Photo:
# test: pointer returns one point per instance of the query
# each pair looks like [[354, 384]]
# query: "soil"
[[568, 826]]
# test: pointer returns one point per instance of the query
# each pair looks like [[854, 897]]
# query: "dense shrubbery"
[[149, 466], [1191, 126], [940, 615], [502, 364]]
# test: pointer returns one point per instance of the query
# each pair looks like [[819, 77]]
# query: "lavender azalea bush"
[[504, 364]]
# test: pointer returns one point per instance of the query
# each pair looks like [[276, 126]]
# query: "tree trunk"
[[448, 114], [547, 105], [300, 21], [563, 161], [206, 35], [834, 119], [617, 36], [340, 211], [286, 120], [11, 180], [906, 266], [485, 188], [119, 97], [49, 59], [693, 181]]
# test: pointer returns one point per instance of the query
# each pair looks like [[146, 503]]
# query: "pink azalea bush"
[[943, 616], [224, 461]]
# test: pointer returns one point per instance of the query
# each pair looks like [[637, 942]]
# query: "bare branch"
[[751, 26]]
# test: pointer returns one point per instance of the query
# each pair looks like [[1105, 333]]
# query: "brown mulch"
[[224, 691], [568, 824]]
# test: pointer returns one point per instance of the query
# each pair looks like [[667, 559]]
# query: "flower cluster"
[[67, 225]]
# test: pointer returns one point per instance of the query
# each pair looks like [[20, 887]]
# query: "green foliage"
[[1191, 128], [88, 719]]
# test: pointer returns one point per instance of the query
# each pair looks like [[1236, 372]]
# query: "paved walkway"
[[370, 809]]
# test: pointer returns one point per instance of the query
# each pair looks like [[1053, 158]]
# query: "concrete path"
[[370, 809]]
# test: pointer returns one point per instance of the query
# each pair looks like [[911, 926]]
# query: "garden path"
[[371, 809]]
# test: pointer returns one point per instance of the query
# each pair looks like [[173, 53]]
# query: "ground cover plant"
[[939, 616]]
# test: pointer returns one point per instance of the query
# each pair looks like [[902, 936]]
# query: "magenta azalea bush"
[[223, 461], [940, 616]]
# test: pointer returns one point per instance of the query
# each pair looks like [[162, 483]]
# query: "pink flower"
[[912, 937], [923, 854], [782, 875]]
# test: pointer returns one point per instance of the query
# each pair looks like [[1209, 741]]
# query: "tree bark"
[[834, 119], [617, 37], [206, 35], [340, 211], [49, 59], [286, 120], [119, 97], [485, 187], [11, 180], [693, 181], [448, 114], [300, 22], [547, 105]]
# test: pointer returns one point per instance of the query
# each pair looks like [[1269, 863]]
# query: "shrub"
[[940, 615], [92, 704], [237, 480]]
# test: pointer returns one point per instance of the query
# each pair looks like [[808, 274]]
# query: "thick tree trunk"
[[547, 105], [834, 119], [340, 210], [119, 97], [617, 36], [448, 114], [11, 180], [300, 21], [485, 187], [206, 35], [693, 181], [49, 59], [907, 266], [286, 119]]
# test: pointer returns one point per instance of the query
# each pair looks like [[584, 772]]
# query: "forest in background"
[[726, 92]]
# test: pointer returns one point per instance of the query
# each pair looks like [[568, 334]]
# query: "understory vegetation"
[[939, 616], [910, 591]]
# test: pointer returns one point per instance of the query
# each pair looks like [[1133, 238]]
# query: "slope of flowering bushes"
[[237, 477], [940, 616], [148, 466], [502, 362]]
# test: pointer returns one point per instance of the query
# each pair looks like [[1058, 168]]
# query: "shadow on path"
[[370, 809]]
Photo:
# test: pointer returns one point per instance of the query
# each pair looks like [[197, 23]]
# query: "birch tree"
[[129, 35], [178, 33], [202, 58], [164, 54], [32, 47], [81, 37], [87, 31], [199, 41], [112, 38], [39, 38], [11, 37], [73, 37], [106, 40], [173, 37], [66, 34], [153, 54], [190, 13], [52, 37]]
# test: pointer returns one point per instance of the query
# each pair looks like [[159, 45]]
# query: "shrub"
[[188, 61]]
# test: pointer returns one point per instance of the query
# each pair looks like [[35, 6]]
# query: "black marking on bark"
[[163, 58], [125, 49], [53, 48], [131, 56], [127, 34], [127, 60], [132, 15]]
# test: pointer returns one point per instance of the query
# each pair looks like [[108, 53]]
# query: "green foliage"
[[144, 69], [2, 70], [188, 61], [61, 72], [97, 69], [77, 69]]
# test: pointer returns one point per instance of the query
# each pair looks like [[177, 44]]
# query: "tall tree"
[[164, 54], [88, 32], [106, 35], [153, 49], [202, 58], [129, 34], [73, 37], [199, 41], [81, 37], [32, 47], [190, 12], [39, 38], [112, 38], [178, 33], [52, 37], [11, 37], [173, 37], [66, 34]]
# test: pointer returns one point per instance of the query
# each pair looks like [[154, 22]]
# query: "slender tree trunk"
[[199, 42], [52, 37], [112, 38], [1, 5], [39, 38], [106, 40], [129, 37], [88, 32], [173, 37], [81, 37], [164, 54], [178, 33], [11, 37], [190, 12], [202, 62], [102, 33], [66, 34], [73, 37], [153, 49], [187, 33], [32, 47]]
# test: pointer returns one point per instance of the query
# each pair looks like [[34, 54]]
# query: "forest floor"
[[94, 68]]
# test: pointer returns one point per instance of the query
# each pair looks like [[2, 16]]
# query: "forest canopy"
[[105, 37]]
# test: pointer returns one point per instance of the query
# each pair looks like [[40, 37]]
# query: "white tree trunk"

★ ★ ★ ★

§ Task
Rewrite all the entries above, replacing "pointer" with "locator" and leaving everything else unchanged.

§ Response to this task
Photo:
# test: locator returns one point per instance of the query
# each pair looks like [[354, 384]]
# query: "soil"
[[568, 826]]
# test: locator returns one point per instance of the query
# each pair looks like [[854, 897]]
# query: "dense shrubbery"
[[149, 466], [1191, 126], [940, 615], [502, 364]]
# test: locator returns one point per instance of the query
# each pair looks like [[819, 77]]
# query: "lavender azalea bush"
[[504, 364]]
# test: locator returns one point per instance of the query
# each pair looks like [[276, 126]]
# query: "tree trunk"
[[448, 114], [547, 105], [300, 21], [563, 161], [206, 35], [834, 119], [617, 36], [340, 211], [286, 120], [11, 180], [906, 266], [485, 188], [119, 97], [49, 59], [693, 181]]
# test: locator returns one point per instance of the query
# each pair looks like [[146, 503]]
# query: "pink azalea bush"
[[943, 616], [224, 461]]
# test: locator returns one point per instance of the query
# each pair looks like [[637, 942]]
# query: "bare branch"
[[751, 26]]
# test: locator returns one point per instance of the query
# each pair looks like [[1105, 333]]
# query: "brown mulch"
[[224, 691], [568, 824]]
# test: locator returns one point per instance of the query
# each pair looks like [[667, 559]]
# query: "flower cluster"
[[67, 225]]
# test: locator returns one point per instance of the query
# each pair looks like [[20, 887]]
# query: "green foliage"
[[1191, 128], [88, 719]]
# test: locator returns one point per instance of the query
# each pair looks like [[1236, 372]]
# query: "paved walkway"
[[370, 809]]
# test: locator returns one point per instance of the query
# each pair looks like [[1053, 158]]
# query: "concrete path"
[[370, 809]]
# test: locator returns one point per instance of the query
# each pair looks like [[911, 926]]
# query: "garden path"
[[371, 809]]
# test: locator returns one point per instance of the query
# each pair looks like [[173, 53]]
# query: "ground cover plant"
[[939, 616]]
# test: locator returns one point per instance of the query
# each pair looks like [[902, 936]]
# query: "magenta azalea bush"
[[223, 461], [940, 616]]
# test: locator returns one point per instance of the query
# each pair looks like [[162, 483]]
# query: "pink flower"
[[912, 937], [923, 854], [782, 875]]
# test: locator returns one point per instance of the query
# each pair looks like [[1209, 741]]
# query: "tree bark"
[[834, 119], [617, 37], [206, 35], [340, 211], [49, 59], [286, 120], [119, 97], [485, 187], [11, 180], [693, 181], [448, 114], [300, 22], [547, 105]]
# test: locator returns one point per instance of the query
# each pair looks like [[1269, 863]]
# query: "shrub"
[[940, 615], [92, 704], [237, 480]]
# test: locator returns one point per instance of the query
# each pair looks like [[808, 274]]
# query: "thick tree trunk"
[[547, 105], [834, 119], [340, 210], [119, 97], [617, 36], [448, 114], [11, 180], [300, 21], [485, 187], [206, 35], [693, 181], [49, 59], [907, 266], [286, 119]]
# test: locator returns one point per instance of the query
# each pair looks like [[584, 772]]
# query: "forest in background"
[[726, 92]]
# test: locator returns one point per instance of the query
# each pair looks like [[568, 334]]
# query: "understory vegetation"
[[939, 616], [910, 591]]
# test: locator returns one point per instance of the query
# each pair looks like [[1133, 238]]
# query: "slope of flowering bushes"
[[237, 477], [940, 616], [148, 466], [502, 362]]
# test: locator returns one point per instance of the query
# each pair looks like [[1058, 168]]
# query: "shadow on path"
[[370, 809]]
Photo:
# test: locator returns one point per instance of the query
# each pair looks like [[197, 23]]
# query: "birch tree"
[[129, 35], [178, 33], [202, 58], [164, 54], [32, 47], [81, 37], [87, 31], [199, 41], [112, 38], [39, 38], [11, 37], [73, 37], [106, 40], [173, 37], [66, 34], [153, 54], [190, 13], [52, 37]]
# test: locator returns one point per instance of the query
# each pair looks like [[159, 45]]
# query: "shrub"
[[188, 61]]
# test: locator returns one point per instance of the query
# each pair looks like [[35, 6]]
# query: "black marking on bark"
[[163, 58], [125, 49], [53, 48], [131, 56], [127, 34], [127, 60], [132, 15]]
# test: locator returns one point per instance of the query
# each pair looks like [[108, 53]]
# query: "green foliage"
[[144, 69], [2, 70], [188, 61], [61, 72], [97, 69], [77, 69]]
# test: locator returns one point per instance of the query
# each pair looks like [[177, 44]]
# query: "tall tree"
[[164, 54], [88, 32], [106, 35], [153, 49], [202, 58], [129, 34], [73, 37], [199, 41], [81, 37], [32, 47], [190, 12], [39, 38], [112, 38], [178, 33], [52, 37], [11, 37], [173, 37], [66, 34]]
# test: locator returns one point per instance of the query
# each pair looks like [[154, 22]]
# query: "slender tree trunk"
[[199, 42], [52, 37], [112, 38], [1, 5], [39, 38], [106, 40], [129, 37], [88, 32], [173, 37], [81, 37], [164, 54], [178, 33], [11, 37], [190, 12], [202, 62], [102, 33], [66, 34], [73, 37], [153, 49], [187, 33], [32, 47]]
# test: locator returns one point per instance of the query
# each pair looks like [[34, 54]]
# query: "forest floor"
[[94, 68]]
# test: locator returns one point per instance of the query
# each pair looks like [[2, 16]]
# query: "forest canopy"
[[105, 37]]
# test: locator returns one point per instance of the query
# each pair looks like [[40, 37]]
# query: "white tree trunk"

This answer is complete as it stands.